> Exercise details: Transcribe the entries that follow, word for word.

# # #

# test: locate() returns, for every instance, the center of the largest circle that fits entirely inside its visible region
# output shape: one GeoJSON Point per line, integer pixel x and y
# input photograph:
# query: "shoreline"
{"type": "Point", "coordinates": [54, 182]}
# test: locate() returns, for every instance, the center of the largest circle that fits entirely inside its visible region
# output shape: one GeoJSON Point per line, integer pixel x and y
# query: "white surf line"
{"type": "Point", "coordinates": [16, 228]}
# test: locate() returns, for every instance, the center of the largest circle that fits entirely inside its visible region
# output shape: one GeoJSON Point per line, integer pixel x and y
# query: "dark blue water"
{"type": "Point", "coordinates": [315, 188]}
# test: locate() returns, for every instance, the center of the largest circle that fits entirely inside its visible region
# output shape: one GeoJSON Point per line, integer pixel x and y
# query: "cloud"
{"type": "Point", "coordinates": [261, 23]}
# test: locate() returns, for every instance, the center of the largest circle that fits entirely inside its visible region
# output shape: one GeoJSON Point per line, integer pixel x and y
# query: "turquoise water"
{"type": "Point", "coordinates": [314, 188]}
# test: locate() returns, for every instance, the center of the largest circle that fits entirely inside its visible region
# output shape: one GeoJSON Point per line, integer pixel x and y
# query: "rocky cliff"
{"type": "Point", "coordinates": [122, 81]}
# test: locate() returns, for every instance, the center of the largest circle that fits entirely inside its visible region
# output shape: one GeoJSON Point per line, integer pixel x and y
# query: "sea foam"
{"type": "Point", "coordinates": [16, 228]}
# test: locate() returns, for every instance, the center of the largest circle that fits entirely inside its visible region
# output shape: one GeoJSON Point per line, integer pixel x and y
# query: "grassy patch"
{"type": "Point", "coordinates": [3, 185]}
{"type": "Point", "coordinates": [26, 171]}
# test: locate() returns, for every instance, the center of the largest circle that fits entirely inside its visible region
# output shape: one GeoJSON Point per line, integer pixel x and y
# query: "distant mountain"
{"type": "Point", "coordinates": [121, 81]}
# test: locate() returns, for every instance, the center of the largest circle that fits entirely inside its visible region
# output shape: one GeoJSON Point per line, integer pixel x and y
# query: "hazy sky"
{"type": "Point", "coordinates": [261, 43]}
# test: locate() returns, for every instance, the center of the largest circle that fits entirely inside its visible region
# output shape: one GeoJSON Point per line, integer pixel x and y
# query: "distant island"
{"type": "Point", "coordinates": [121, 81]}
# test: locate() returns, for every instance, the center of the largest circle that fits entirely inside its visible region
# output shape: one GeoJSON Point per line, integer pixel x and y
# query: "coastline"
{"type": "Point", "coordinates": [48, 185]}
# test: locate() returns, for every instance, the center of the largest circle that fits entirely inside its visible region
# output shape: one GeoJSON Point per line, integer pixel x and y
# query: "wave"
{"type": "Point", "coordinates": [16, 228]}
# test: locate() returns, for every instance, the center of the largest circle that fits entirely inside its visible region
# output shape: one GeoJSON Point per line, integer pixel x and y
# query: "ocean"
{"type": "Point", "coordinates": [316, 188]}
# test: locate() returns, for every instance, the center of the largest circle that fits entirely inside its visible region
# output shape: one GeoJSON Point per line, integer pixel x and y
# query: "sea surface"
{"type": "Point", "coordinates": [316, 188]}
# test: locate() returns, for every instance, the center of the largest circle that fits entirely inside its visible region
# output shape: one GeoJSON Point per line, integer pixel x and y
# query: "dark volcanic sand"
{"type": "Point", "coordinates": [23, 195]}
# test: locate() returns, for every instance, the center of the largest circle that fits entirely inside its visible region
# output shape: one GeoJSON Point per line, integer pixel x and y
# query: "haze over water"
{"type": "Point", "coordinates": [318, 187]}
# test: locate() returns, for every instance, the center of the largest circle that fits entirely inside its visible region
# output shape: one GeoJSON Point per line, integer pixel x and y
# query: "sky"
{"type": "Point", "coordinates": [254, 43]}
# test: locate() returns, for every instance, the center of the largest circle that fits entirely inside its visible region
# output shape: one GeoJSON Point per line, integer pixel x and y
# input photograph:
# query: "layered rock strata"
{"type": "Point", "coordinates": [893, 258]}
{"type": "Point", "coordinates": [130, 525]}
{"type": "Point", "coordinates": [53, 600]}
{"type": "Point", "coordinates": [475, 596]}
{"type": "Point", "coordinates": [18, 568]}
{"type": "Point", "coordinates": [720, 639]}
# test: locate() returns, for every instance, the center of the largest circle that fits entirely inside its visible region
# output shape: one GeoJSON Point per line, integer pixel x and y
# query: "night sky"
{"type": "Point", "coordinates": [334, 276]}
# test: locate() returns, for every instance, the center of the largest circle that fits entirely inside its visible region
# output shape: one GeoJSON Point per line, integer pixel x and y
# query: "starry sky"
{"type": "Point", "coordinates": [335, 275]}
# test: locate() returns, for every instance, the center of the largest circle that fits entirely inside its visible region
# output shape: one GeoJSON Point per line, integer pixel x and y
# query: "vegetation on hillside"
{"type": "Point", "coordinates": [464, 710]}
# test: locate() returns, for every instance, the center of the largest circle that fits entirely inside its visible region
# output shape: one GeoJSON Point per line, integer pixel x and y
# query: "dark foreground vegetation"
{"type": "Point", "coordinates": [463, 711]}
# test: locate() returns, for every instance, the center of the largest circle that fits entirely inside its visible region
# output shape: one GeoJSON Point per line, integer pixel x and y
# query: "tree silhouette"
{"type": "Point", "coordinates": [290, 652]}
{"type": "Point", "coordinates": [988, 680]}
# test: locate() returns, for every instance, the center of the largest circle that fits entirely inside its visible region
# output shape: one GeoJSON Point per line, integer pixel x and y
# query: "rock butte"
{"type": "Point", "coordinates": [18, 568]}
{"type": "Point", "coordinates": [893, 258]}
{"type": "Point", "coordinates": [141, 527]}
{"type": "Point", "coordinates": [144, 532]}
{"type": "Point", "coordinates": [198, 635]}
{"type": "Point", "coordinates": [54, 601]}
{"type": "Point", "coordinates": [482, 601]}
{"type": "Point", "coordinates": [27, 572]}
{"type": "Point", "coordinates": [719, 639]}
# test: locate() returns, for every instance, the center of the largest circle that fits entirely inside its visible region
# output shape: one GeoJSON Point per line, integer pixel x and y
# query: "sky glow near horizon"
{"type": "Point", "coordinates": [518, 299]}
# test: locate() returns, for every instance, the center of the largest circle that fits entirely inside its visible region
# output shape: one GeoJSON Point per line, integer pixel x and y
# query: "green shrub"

# # #

> Right answer:
# test: locate() returns, for every instance, the center of the largest circle that fits entirely inside its visible region
# output shape: one GeoJSON Point per line, integer pixel x and y
# input photograph:
# query: "shoreline"
{"type": "Point", "coordinates": [54, 182]}
# test: locate() returns, for every instance, the center of the largest circle that fits entirely inside its visible region
# output shape: one GeoJSON Point per line, integer pixel x and y
# query: "white surf line"
{"type": "Point", "coordinates": [16, 228]}
# test: locate() returns, for every instance, the center of the largest circle that fits entirely inside its visible region
# output shape: one GeoJSON Point per line, integer pixel x and y
# query: "dark blue water"
{"type": "Point", "coordinates": [315, 188]}
# test: locate() returns, for every instance, the center of the largest circle that fits entirely inside its visible region
# output shape: one GeoJSON Point per line, integer pixel x and y
# query: "cloud"
{"type": "Point", "coordinates": [261, 23]}
# test: locate() returns, for every instance, the center of the largest circle that fits entirely inside its visible region
# output shape: one GeoJSON Point per line, integer pixel x and y
# query: "turquoise water"
{"type": "Point", "coordinates": [314, 188]}
# test: locate() returns, for every instance, the center of the largest circle that fits entirely inside its visible region
# output shape: one GeoJSON Point per line, integer pixel x and y
# query: "rocky cliff"
{"type": "Point", "coordinates": [122, 81]}
# test: locate() returns, for every instance, the center of the largest circle that fits entirely inside its visible region
# output shape: one GeoJSON Point per line, integer pixel x and y
# query: "sea foam"
{"type": "Point", "coordinates": [16, 228]}
# test: locate() returns, for every instance, the center of the largest circle that fits entirely inside its visible region
# output shape: one GeoJSON Point per line, integer pixel x and y
# query: "grassy patch"
{"type": "Point", "coordinates": [3, 185]}
{"type": "Point", "coordinates": [26, 171]}
# test: locate() returns, for every instance, the center of the largest circle that fits entirely inside its visible region
# output shape: one GeoJSON Point per line, integer pixel x and y
# query: "distant mountain"
{"type": "Point", "coordinates": [121, 81]}
# test: locate() returns, for every instance, the center of the largest circle that fits entirely inside its visible region
# output shape: one GeoJSON Point per line, integer pixel x and y
# query: "hazy sky"
{"type": "Point", "coordinates": [261, 43]}
# test: locate() returns, for every instance, the center of the largest circle that fits entirely inside its visible region
# output shape: one GeoJSON Point per line, integer pixel x and y
# query: "distant island"
{"type": "Point", "coordinates": [121, 81]}
# test: locate() returns, for every instance, the center of the largest circle that fits entirely inside its visible region
# output shape: one GeoJSON Point per line, integer pixel x and y
# query: "coastline"
{"type": "Point", "coordinates": [48, 185]}
# test: locate() returns, for every instance, the center of the largest circle that fits entirely inside its visible region
# output shape: one GeoJSON Point per line, integer pixel x and y
# query: "wave"
{"type": "Point", "coordinates": [16, 228]}
# test: locate() returns, for every instance, the center of the largest circle that fits entirely inside its visible region
# output shape: one GeoJSON Point per line, integer pixel x and y
# query: "ocean"
{"type": "Point", "coordinates": [316, 188]}
# test: locate() returns, for every instance, the center of the largest circle that fits entirely inside its visible region
# output shape: one GeoJSON Point per line, integer pixel x and y
# query: "sea surface"
{"type": "Point", "coordinates": [316, 188]}
# test: locate() returns, for every instance, the center of the largest circle that fits entirely inside its visible region
# output shape: one GeoJSON Point per line, integer pixel x and y
# query: "dark volcanic sand"
{"type": "Point", "coordinates": [23, 195]}
# test: locate() returns, for every instance, the center of the largest circle that fits entirely inside its visible region
# output shape: one GeoJSON Point per line, integer pixel x and y
# query: "haze over water"
{"type": "Point", "coordinates": [318, 187]}
# test: locate() returns, for every instance, the center of the largest circle that fits entirely inside its visible region
# output shape: one GeoJSON Point per line, integer pixel x and y
# query: "sky"
{"type": "Point", "coordinates": [254, 43]}
# test: locate() returns, for every instance, the center of the largest circle that fits entirely inside its visible region
# output shape: one GeoJSON Point per line, integer pixel x and y
# input photograph:
# query: "layered rock strata"
{"type": "Point", "coordinates": [893, 258]}
{"type": "Point", "coordinates": [130, 525]}
{"type": "Point", "coordinates": [53, 600]}
{"type": "Point", "coordinates": [475, 596]}
{"type": "Point", "coordinates": [18, 568]}
{"type": "Point", "coordinates": [720, 639]}
# test: locate() returns, for every instance, the center of the largest circle that fits entirely inside its visible region
# output shape: one GeoJSON Point per line, integer pixel x and y
# query: "night sky"
{"type": "Point", "coordinates": [334, 276]}
# test: locate() returns, for every instance, the center of the largest circle that fits entirely inside its visible region
# output shape: one GeoJSON Point per line, integer pixel x and y
# query: "starry sky"
{"type": "Point", "coordinates": [335, 275]}
# test: locate() returns, for every instance, the center of the largest circle that fits entirely inside its visible region
# output shape: one GeoJSON Point per line, integer pixel x and y
# query: "vegetation on hillside"
{"type": "Point", "coordinates": [464, 710]}
# test: locate() returns, for every instance, the center of the largest circle that fits entirely inside its visible region
# output shape: one GeoJSON Point per line, integer pixel x and y
# query: "dark foreground vegetation"
{"type": "Point", "coordinates": [463, 711]}
# test: locate() returns, for every instance, the center of the largest circle that fits entirely inside its visible region
# output shape: one GeoJSON Point per line, integer pixel x and y
# query: "tree silhouette"
{"type": "Point", "coordinates": [290, 652]}
{"type": "Point", "coordinates": [988, 680]}
# test: locate() returns, for every instance, the center of the largest circle that fits entirely inside its visible region
# output shape: one GeoJSON Point per line, integer pixel x and y
# query: "rock butte"
{"type": "Point", "coordinates": [18, 568]}
{"type": "Point", "coordinates": [893, 258]}
{"type": "Point", "coordinates": [141, 527]}
{"type": "Point", "coordinates": [144, 532]}
{"type": "Point", "coordinates": [198, 635]}
{"type": "Point", "coordinates": [54, 601]}
{"type": "Point", "coordinates": [482, 601]}
{"type": "Point", "coordinates": [27, 572]}
{"type": "Point", "coordinates": [719, 639]}
# test: locate() returns, for every instance, the center of the largest circle that fits entirely inside its visible region
# output shape: one GeoJSON Point per line, integer pixel x and y
# query: "sky glow near horizon"
{"type": "Point", "coordinates": [518, 299]}
# test: locate() returns, for every instance, the center of the largest circle that fits entirely inside its visible region
# output shape: one GeoJSON Point per line, integer pixel x and y
# query: "green shrub"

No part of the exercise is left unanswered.